## The problem
Collect every line in the entries below that contains the word "woman", and copy each one in full.

## Records for the task
☆ ☆ ☆ ☆ ☆ ☆ ☆
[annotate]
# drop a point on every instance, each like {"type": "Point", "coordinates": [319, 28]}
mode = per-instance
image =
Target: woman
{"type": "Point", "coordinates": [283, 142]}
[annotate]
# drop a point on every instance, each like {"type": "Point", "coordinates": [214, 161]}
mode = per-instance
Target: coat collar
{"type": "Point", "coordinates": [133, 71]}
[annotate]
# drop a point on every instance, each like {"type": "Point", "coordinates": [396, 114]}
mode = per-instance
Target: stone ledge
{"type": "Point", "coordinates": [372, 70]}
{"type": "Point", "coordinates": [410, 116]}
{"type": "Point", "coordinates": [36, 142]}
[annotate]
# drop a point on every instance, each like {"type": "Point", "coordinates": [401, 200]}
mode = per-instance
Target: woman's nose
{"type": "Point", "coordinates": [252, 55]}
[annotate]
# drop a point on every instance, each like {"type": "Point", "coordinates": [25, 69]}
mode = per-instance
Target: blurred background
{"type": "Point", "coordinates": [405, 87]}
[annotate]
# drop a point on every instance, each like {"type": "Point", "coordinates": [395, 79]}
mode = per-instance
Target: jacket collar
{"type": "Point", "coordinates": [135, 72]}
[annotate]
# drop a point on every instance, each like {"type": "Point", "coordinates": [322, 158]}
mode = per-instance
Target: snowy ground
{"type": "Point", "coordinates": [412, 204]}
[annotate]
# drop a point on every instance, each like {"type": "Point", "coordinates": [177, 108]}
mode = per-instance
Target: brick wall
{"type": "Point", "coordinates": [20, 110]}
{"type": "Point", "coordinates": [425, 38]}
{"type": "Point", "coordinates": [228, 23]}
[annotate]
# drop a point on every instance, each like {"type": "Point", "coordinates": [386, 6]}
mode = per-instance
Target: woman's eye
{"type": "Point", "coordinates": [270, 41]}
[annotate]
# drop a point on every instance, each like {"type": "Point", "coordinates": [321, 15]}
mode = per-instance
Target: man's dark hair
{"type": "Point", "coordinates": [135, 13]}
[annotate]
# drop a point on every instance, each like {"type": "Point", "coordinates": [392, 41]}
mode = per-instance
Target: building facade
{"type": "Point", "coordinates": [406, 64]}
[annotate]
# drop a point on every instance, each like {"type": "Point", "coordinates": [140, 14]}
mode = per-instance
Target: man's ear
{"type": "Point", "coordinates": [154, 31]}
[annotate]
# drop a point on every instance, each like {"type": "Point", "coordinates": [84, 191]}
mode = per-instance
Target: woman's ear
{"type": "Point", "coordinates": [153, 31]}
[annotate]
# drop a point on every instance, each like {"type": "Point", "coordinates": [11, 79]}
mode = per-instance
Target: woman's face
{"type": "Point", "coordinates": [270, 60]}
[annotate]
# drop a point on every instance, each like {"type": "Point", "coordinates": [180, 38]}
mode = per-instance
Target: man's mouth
☆ ☆ ☆ ☆ ☆ ☆ ☆
## Solution to this problem
Target: woman
Target: woman's nose
Target: woman's eye
Target: woman's ear
Target: woman's face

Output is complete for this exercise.